#### Description of the task
Would you please copy every line below that includes the string "white"?

#### Exercise input

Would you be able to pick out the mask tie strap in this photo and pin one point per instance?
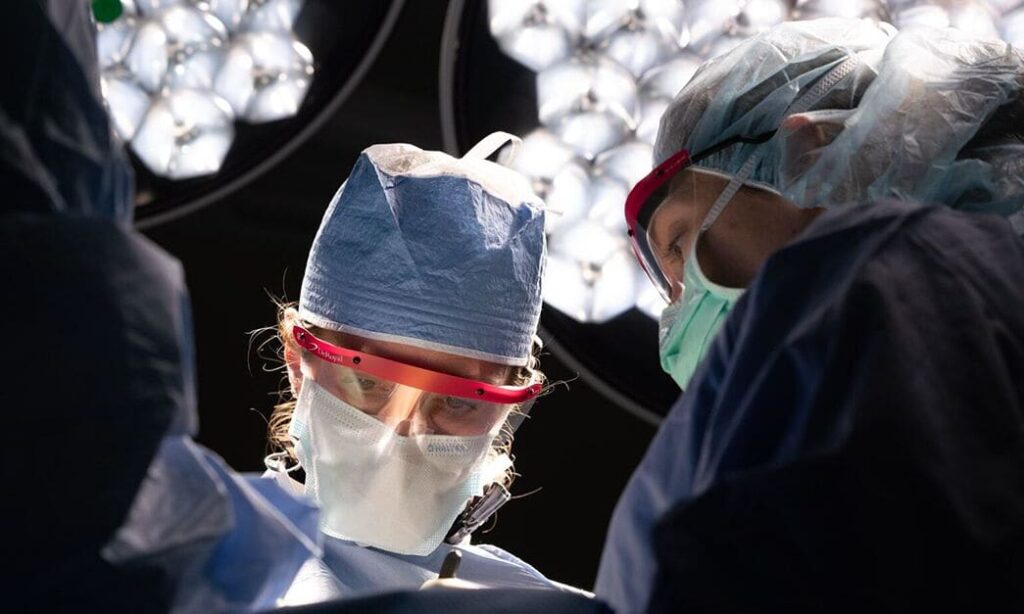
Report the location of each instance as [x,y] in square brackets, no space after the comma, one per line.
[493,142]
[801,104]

...

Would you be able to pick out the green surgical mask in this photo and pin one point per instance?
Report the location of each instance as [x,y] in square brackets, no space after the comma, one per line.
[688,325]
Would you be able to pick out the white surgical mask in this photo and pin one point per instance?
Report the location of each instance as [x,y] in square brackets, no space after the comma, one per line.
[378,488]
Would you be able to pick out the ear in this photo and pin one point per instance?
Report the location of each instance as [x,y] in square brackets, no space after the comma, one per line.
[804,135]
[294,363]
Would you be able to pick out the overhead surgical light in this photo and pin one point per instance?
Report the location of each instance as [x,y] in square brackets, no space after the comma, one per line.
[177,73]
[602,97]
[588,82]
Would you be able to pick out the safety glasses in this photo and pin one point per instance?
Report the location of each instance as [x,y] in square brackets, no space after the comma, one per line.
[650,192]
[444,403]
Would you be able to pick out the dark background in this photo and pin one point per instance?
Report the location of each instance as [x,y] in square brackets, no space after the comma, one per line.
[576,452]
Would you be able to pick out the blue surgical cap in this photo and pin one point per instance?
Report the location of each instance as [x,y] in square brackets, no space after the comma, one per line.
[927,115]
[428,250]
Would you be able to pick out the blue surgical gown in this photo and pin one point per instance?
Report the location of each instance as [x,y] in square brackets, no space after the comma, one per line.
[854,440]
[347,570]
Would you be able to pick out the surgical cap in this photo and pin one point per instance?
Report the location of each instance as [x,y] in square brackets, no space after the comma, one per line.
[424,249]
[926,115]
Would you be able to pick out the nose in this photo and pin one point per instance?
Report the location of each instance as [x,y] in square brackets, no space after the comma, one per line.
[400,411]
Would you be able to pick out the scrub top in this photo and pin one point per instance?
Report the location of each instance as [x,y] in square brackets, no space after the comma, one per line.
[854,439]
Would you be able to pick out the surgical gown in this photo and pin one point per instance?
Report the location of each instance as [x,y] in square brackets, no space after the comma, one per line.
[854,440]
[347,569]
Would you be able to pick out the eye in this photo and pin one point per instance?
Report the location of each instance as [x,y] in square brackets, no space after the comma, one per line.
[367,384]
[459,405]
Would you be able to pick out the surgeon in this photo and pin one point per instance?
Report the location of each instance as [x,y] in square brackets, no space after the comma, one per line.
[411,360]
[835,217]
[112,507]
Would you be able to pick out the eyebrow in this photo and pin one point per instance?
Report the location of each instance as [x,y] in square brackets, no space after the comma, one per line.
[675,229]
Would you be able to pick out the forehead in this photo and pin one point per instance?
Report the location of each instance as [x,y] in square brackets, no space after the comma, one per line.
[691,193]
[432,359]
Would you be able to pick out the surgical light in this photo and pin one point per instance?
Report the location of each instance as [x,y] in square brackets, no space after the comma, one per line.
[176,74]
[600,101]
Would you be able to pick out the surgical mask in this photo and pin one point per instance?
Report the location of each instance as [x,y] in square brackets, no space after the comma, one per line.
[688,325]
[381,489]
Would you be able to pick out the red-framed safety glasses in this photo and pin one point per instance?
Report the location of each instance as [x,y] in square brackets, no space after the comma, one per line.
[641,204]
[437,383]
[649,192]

--

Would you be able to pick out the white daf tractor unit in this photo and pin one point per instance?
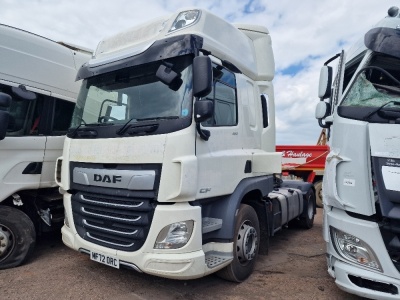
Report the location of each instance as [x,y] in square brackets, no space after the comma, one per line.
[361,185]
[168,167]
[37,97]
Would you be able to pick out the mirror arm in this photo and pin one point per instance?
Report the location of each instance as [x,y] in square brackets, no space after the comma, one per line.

#### Response
Would you be able to pick out the white surgical mask in this photo and pin one point per instance?
Would you be able to pick out the white daf tractor unit in this photo and pin one point per instance?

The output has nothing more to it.